# [Work instructions]
Write out each line of the listing as it stands, without the images.
Data section Block Start
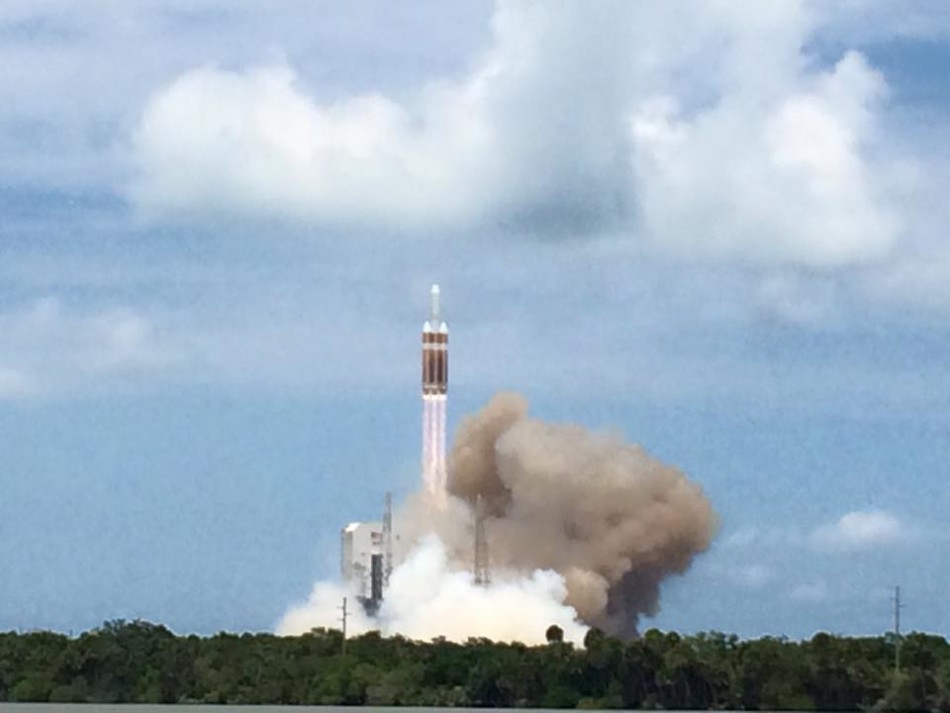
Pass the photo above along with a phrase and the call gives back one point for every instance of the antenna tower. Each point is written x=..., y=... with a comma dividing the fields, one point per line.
x=388, y=539
x=897, y=627
x=482, y=558
x=343, y=618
Data section Block End
# [Solution to this exercise]
Pass the photo above along with a phrase and the call gives back one point for every instance of the antenna tower. Each point is written x=..., y=... with a comma dividing the fields, one point per line.
x=388, y=539
x=897, y=627
x=482, y=558
x=343, y=618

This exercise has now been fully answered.